▶ _THE DATA_
********

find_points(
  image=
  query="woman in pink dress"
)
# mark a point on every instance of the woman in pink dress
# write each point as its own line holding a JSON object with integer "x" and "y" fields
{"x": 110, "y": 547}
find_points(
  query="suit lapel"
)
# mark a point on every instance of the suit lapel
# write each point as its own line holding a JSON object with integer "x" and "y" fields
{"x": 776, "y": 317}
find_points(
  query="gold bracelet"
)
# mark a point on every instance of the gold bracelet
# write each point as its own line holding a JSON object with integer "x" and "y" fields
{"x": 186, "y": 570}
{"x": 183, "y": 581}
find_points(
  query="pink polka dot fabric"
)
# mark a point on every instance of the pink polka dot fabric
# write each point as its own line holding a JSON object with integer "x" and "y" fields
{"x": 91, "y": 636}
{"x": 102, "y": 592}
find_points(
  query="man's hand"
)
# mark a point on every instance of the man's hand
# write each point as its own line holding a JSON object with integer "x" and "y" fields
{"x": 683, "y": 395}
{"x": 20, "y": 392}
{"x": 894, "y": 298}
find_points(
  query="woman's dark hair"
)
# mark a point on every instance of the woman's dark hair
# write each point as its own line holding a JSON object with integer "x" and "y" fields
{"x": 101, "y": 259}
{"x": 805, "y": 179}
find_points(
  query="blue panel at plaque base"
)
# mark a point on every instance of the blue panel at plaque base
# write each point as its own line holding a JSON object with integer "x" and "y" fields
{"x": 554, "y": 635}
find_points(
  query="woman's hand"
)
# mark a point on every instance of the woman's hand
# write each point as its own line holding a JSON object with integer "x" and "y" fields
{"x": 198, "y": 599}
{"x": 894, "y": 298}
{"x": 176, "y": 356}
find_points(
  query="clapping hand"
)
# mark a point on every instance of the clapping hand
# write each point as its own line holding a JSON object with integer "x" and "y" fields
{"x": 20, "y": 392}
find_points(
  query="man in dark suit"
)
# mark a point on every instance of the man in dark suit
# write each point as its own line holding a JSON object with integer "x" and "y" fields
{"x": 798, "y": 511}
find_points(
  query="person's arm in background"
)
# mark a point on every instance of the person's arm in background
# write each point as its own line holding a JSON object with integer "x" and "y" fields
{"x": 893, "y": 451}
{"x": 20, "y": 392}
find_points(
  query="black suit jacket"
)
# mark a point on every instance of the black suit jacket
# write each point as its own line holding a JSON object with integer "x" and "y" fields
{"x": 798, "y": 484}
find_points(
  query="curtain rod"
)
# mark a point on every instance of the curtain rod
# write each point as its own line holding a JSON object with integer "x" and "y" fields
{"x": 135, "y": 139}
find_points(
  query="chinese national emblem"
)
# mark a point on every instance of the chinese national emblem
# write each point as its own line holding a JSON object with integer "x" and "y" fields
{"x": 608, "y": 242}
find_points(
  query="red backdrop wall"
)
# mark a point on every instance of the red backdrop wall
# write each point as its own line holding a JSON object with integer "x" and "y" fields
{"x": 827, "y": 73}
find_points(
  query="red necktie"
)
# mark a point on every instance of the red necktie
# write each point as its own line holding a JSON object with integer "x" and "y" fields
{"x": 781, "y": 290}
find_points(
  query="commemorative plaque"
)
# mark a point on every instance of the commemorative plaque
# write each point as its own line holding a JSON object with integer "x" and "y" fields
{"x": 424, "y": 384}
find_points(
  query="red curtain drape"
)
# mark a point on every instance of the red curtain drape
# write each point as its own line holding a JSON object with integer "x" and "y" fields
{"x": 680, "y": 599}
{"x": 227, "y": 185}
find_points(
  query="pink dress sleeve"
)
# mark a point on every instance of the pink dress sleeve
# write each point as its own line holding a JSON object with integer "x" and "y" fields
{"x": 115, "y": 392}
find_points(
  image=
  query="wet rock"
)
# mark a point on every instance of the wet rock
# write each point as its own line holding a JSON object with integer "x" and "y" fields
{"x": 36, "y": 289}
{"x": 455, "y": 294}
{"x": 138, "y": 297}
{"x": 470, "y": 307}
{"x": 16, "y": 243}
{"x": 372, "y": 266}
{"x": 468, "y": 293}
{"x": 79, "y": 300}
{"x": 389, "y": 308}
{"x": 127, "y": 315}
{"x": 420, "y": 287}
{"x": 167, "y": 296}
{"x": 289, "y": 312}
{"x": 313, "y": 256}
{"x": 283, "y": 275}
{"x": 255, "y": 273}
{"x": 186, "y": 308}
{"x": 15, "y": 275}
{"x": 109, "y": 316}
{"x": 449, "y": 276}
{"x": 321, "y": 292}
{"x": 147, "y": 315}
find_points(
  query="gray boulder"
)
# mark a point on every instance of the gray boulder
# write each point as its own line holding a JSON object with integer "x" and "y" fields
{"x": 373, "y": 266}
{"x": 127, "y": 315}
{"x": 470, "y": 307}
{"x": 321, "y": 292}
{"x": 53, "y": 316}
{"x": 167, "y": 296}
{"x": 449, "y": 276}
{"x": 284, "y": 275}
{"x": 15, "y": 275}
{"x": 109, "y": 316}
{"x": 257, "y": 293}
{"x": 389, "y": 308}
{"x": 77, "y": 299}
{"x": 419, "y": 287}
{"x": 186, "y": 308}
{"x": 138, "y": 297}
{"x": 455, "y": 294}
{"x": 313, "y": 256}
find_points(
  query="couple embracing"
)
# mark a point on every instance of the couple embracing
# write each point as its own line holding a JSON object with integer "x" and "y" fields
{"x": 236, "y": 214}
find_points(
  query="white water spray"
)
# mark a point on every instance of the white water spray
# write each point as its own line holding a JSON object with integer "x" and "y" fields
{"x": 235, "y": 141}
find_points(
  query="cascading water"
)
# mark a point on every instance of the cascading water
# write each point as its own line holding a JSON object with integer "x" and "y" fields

********

▶ _EXERCISE DESCRIPTION_
Each entry must be reproduced verbatim.

▶ _RESULT OF THE TASK_
find_points(
  image=
  query="woman in pink dress"
)
# mark a point on every instance of the woman in pink dress
# write each point as its own line holding a JSON object with integer "x" and "y" fields
{"x": 110, "y": 547}
find_points(
  query="suit lapel"
)
# mark a point on every instance of the suit lapel
# write each point as its own line holding a JSON object with integer "x" and "y" fields
{"x": 776, "y": 317}
find_points(
  query="gold bracelet"
)
# mark a point on every instance of the gold bracelet
# write each point as its own line holding a JSON object with integer "x" and "y" fields
{"x": 186, "y": 570}
{"x": 183, "y": 581}
find_points(
  query="pink polka dot fabric"
)
# mark a point on every instance of the pink polka dot fabric
# write each point as its own line holding a JSON object with integer "x" and "y" fields
{"x": 91, "y": 636}
{"x": 102, "y": 592}
find_points(
  query="man's hand"
)
# mark a point on every instance of the man's hand
# write each point as its own line holding a JSON object with integer "x" and "y" fields
{"x": 683, "y": 395}
{"x": 20, "y": 392}
{"x": 894, "y": 298}
find_points(
  query="woman's dark hair"
)
# mark a point on every instance of the woman's dark hair
# write each point as its own line holding a JSON object with integer "x" and "y" fields
{"x": 101, "y": 259}
{"x": 805, "y": 179}
find_points(
  query="blue panel at plaque base"
)
# mark a point on every instance of the blue panel at plaque base
# write each point as its own line holding a JSON object with integer "x" and "y" fields
{"x": 554, "y": 635}
find_points(
  query="woman's hand"
)
# mark a point on every instance of the woman's hand
# write each point as its own line holding a JSON object with integer "x" and "y" fields
{"x": 198, "y": 599}
{"x": 894, "y": 298}
{"x": 176, "y": 356}
find_points(
  query="clapping hand"
)
# mark a point on every instance of the clapping hand
# write each point as its own line holding a JSON object with integer "x" and "y" fields
{"x": 20, "y": 392}
find_points(
  query="man in dark suit"
)
# mark a point on every instance of the man in dark suit
# write each point as its own line holding a JSON object with integer "x" and "y" fields
{"x": 798, "y": 511}
find_points(
  query="person's arm in background"
)
# mark a point on every instance of the person's arm in background
# write each point as its own line holding a JSON object with integer "x" and "y" fields
{"x": 893, "y": 451}
{"x": 20, "y": 392}
find_points(
  query="black suit jacket"
)
# mark a point on every instance of the black suit jacket
# write each point as its own line holding a JSON object with integer "x" and "y" fields
{"x": 798, "y": 484}
find_points(
  query="curtain rod"
)
# mark a point on every instance of the curtain rod
# write each point as its own line holding a JSON object with integer "x" and "y" fields
{"x": 135, "y": 139}
find_points(
  query="chinese national emblem"
)
# mark a point on every instance of the chinese national emblem
# write each point as its own line holding a JSON object with integer "x" and "y" fields
{"x": 608, "y": 242}
find_points(
  query="red backdrop wall"
)
# mark a point on every instance of the red backdrop wall
# write each point as its own line holding a JSON object with integer "x" and "y" fields
{"x": 827, "y": 73}
find_points(
  query="red necktie"
)
# mark a point on every instance of the red necktie
# write each point as its own line holding a JSON object with integer "x" and "y" fields
{"x": 781, "y": 290}
find_points(
  query="commemorative plaque"
)
# mark a point on every instance of the commemorative plaque
# write each point as its own line holding a JSON object with integer "x" and "y" fields
{"x": 424, "y": 384}
find_points(
  query="red curtain drape"
)
# mark a point on every instance of the red curtain drape
# write each point as its own line holding a JSON object with integer "x" and "y" fields
{"x": 680, "y": 599}
{"x": 227, "y": 185}
find_points(
  query="pink dress sleeve"
)
# mark a point on every instance of the pink dress sleeve
# write each point as its own line holding a JSON object with integer "x" and "y" fields
{"x": 115, "y": 392}
find_points(
  image=
  query="wet rock"
)
# mark a point on every instance of the wet rock
# write each point as its own line holding a JSON object with integer "x" and "y" fields
{"x": 36, "y": 289}
{"x": 455, "y": 294}
{"x": 138, "y": 297}
{"x": 470, "y": 307}
{"x": 16, "y": 243}
{"x": 372, "y": 266}
{"x": 468, "y": 293}
{"x": 79, "y": 300}
{"x": 389, "y": 308}
{"x": 127, "y": 315}
{"x": 420, "y": 287}
{"x": 167, "y": 296}
{"x": 289, "y": 312}
{"x": 313, "y": 256}
{"x": 283, "y": 275}
{"x": 255, "y": 273}
{"x": 186, "y": 308}
{"x": 15, "y": 275}
{"x": 109, "y": 316}
{"x": 449, "y": 276}
{"x": 321, "y": 292}
{"x": 147, "y": 315}
find_points(
  query="gray boulder"
)
# mark a point on every instance of the gray boulder
# write each point as its own line holding a JSON object with integer "x" and "y" fields
{"x": 373, "y": 266}
{"x": 127, "y": 315}
{"x": 470, "y": 307}
{"x": 321, "y": 292}
{"x": 53, "y": 316}
{"x": 167, "y": 296}
{"x": 449, "y": 276}
{"x": 284, "y": 275}
{"x": 15, "y": 275}
{"x": 109, "y": 316}
{"x": 257, "y": 293}
{"x": 389, "y": 308}
{"x": 77, "y": 299}
{"x": 419, "y": 287}
{"x": 186, "y": 308}
{"x": 138, "y": 297}
{"x": 455, "y": 294}
{"x": 313, "y": 256}
find_points(
  query="couple embracing"
)
# mark a point on every instance of the couple embracing
# write each point as its own line holding a JSON object with integer "x" and "y" fields
{"x": 236, "y": 214}
find_points(
  query="white water spray"
)
# mark a point on every instance of the white water spray
# write each point as its own line holding a JSON object with integer "x" and "y" fields
{"x": 235, "y": 141}
find_points(
  query="cascading water"
)
# mark a point on every instance of the cascading water
# write each point as its own line holding a JSON object with integer "x" and "y" fields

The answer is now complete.